_WHAT NEEDS TO BE DONE_. Convert every line of the records below into a JSON list of strings, one string per line, and skip any blank lines. Leave the pictures out of the list.

_DATA RECORDS_.
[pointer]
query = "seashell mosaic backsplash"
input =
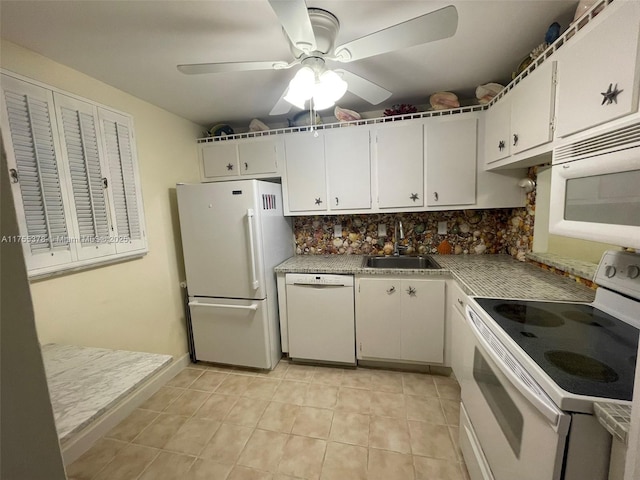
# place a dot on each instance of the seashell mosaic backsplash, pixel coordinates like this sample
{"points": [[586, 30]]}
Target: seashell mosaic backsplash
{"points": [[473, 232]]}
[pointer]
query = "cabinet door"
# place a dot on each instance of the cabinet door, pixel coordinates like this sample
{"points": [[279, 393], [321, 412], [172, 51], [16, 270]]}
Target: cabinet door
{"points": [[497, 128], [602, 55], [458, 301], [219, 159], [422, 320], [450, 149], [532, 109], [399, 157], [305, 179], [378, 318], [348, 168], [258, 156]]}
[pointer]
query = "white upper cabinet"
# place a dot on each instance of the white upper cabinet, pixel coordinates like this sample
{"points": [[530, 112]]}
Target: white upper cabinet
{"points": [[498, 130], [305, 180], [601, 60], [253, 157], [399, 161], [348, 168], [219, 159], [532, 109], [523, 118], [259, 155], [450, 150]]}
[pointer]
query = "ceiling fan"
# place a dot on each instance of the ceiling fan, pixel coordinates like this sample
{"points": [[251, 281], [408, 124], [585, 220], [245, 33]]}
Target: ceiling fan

_OUTPUT_.
[
  "[pointer]",
  "query = \"seashell mosaic backsplash\"",
  "input =",
  "# place a dot on each instance of the seashell mosaic backsplash, pixel coordinates like this sample",
  "{\"points\": [[586, 30]]}",
  "Target: seashell mosaic backsplash",
  "{\"points\": [[473, 232]]}",
  "[pointer]",
  "query = \"cabinet door\"",
  "# place a dot on each instance of the cabinet door, pixel coordinates like this sample",
  "{\"points\": [[279, 393], [321, 412], [172, 51], [16, 270]]}",
  "Target: cabinet door",
  "{\"points\": [[497, 128], [602, 55], [458, 301], [219, 159], [422, 320], [450, 149], [532, 109], [399, 157], [305, 179], [378, 318], [348, 168], [258, 156]]}",
  "[pointer]",
  "query = \"white upper cabinet\"",
  "# place a dot on each instance of the white upper cabinet, pixel coordinates like this sample",
  "{\"points\": [[530, 112]]}",
  "Target: white upper cabinet",
  "{\"points\": [[498, 130], [305, 180], [601, 60], [253, 157], [399, 161], [348, 168], [219, 159], [532, 109], [523, 118], [259, 155], [450, 150]]}",
  "[pointer]",
  "query = \"ceiling fan\"",
  "# place a dot on each instance of the ceiling fan, pixel coordinates like this sample",
  "{\"points\": [[251, 281], [408, 124], [585, 220], [245, 33]]}",
  "Target: ceiling fan"
]